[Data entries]
══════════════════════════════
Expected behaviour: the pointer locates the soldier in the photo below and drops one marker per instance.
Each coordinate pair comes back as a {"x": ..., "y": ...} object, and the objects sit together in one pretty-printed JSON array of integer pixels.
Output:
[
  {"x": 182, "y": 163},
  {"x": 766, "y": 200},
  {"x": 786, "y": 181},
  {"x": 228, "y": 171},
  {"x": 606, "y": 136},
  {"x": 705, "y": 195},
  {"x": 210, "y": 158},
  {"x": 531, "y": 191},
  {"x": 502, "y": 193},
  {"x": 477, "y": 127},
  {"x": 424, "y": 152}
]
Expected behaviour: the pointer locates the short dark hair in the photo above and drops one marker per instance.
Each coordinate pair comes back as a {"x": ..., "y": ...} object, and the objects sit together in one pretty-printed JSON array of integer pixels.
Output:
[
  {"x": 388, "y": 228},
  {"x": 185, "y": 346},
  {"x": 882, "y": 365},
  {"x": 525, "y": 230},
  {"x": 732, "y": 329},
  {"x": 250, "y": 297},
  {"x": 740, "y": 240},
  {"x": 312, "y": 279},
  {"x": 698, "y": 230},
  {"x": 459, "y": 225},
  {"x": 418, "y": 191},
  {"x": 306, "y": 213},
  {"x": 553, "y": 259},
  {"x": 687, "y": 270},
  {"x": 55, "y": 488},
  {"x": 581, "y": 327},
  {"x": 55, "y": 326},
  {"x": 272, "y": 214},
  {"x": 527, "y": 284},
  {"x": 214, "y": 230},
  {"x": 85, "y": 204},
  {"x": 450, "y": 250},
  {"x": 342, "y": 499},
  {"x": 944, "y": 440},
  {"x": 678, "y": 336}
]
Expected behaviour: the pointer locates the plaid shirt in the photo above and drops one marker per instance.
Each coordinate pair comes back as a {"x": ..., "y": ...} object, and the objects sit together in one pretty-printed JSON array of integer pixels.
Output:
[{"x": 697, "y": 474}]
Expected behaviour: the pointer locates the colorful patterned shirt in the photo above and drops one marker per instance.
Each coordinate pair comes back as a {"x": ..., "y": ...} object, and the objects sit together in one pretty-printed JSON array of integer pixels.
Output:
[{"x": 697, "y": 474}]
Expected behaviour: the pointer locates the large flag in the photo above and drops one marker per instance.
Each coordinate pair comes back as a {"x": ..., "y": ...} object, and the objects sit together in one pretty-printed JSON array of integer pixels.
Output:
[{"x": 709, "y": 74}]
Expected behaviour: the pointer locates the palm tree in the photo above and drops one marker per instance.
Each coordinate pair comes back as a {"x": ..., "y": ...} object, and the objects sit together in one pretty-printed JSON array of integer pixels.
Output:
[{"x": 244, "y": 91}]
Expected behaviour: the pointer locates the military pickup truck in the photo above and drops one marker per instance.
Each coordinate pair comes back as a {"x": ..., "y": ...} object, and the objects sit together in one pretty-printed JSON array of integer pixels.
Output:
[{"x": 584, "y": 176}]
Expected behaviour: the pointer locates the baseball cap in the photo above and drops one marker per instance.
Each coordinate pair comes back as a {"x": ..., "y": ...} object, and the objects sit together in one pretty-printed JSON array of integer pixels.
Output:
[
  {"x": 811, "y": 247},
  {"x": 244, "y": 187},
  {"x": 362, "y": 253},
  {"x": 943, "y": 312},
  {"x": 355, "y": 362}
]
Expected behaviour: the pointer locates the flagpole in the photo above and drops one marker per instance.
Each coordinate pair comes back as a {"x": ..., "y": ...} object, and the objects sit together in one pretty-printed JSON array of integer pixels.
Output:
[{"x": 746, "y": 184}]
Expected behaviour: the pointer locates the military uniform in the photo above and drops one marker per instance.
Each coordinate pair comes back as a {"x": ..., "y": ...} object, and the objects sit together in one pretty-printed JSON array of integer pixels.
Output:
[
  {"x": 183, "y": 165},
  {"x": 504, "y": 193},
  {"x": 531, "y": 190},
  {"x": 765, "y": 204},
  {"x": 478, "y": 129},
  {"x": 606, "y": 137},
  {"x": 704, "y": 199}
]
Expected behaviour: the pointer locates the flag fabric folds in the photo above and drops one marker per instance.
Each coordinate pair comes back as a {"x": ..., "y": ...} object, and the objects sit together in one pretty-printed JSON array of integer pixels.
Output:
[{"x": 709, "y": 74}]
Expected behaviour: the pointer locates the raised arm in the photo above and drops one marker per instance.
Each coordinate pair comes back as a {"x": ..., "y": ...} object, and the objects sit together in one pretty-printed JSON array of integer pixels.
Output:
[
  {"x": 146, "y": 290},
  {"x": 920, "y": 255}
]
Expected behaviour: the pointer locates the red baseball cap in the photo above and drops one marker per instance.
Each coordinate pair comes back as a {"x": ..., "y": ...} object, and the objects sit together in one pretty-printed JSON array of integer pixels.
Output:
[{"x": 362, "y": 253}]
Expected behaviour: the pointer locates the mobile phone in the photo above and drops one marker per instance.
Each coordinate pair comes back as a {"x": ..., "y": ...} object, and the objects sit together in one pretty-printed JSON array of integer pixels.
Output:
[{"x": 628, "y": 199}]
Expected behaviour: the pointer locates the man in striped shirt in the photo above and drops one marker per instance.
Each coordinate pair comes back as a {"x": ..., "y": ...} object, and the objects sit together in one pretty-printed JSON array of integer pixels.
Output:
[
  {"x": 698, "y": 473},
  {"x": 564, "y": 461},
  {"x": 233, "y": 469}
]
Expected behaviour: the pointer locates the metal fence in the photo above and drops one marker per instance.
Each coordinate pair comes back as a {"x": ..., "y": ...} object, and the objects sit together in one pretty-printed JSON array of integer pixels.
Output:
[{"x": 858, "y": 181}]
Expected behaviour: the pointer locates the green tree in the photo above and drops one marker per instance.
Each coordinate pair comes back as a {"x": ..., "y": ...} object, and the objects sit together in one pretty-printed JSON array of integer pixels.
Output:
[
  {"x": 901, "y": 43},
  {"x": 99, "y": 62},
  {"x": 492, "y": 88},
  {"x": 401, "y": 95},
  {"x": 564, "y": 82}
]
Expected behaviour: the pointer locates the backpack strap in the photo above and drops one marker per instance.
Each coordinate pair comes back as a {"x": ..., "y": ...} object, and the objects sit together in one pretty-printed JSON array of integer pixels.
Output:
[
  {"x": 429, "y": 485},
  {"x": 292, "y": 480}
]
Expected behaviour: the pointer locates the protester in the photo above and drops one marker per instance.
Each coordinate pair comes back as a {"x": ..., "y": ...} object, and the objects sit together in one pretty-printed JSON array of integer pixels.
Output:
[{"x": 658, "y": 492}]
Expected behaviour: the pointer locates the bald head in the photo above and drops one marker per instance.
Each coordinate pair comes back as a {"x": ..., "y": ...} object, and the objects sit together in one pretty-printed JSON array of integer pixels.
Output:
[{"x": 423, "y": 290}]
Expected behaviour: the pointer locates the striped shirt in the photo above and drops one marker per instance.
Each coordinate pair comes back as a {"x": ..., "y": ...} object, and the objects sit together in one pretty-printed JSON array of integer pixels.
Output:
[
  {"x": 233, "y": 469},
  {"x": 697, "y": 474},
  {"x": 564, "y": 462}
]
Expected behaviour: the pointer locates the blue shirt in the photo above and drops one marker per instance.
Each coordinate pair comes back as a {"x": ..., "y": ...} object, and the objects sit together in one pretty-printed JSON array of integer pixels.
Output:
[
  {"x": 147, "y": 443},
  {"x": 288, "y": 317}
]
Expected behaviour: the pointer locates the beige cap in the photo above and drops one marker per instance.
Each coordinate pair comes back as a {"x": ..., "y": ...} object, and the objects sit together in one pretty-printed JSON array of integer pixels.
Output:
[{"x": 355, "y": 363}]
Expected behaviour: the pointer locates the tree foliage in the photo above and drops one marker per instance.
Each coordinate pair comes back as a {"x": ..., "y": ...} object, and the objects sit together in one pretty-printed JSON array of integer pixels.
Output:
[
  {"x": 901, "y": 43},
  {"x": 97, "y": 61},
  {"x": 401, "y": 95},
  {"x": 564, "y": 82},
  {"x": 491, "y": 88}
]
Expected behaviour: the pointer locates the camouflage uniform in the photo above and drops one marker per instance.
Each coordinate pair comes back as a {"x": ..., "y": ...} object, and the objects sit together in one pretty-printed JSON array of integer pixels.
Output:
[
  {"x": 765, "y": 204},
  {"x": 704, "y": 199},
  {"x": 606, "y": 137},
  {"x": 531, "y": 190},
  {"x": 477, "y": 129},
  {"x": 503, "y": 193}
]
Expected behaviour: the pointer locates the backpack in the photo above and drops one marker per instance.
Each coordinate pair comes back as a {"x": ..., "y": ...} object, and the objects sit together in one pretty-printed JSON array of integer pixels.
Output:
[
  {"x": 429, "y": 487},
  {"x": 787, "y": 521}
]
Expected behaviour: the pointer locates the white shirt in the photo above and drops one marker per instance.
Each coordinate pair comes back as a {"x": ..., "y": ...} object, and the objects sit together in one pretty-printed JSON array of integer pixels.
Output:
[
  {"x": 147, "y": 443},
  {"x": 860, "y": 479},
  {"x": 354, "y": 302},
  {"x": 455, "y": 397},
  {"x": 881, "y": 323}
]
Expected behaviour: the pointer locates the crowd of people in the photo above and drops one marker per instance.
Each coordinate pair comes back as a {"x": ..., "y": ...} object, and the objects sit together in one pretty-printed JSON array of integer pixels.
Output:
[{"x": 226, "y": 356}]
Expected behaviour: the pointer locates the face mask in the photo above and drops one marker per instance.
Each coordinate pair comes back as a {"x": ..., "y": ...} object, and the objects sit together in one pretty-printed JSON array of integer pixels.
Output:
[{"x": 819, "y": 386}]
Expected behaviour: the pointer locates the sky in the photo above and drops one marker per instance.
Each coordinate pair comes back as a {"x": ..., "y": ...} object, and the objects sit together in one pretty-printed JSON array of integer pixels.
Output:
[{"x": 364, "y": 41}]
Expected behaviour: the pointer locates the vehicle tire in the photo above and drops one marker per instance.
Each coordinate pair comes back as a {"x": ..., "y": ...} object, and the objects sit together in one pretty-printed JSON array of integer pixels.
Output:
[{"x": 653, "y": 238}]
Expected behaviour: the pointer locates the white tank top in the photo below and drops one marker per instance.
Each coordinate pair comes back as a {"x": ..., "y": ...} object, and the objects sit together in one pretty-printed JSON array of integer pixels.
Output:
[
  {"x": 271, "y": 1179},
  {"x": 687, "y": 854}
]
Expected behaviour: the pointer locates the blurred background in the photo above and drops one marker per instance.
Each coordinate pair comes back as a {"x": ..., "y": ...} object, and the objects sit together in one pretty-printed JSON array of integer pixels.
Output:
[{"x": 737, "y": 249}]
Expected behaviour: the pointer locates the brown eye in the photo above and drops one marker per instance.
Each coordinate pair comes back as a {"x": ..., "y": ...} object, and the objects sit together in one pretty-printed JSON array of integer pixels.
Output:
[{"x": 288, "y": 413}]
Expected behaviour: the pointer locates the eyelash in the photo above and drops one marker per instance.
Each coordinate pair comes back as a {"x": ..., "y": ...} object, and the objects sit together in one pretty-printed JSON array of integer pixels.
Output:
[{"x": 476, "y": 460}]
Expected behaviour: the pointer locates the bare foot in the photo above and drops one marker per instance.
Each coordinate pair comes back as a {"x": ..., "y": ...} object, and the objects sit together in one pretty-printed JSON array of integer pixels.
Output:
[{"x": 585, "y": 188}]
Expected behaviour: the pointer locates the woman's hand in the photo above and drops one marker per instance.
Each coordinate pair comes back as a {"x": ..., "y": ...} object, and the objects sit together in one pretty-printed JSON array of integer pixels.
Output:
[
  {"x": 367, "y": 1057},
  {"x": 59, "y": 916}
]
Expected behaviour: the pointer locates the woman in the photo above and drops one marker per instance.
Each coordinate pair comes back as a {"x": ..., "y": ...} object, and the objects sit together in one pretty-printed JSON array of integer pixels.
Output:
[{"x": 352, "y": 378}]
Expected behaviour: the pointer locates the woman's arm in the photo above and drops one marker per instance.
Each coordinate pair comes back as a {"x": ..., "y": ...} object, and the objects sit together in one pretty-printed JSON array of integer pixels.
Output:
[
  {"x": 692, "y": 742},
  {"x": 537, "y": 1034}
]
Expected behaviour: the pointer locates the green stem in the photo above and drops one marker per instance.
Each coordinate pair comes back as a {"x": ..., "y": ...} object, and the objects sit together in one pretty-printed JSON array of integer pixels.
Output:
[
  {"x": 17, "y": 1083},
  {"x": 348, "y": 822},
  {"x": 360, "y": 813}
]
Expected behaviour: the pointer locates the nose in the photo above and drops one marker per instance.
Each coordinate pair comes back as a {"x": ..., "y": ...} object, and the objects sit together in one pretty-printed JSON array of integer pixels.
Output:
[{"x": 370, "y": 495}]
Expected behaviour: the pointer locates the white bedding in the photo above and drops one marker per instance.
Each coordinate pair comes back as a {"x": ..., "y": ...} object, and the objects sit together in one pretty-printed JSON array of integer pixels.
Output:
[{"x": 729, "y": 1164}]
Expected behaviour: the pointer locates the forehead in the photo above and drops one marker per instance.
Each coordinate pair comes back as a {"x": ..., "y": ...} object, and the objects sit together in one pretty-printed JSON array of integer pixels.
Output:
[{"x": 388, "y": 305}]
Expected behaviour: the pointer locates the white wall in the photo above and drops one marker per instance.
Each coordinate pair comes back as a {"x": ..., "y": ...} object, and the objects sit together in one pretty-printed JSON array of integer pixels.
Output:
══════════════════════════════
> _TASK TO CARRY OUT_
Report how many lines of the entries above contain the word "uniform", giving the number by itself.

> _TASK ANSWER_
2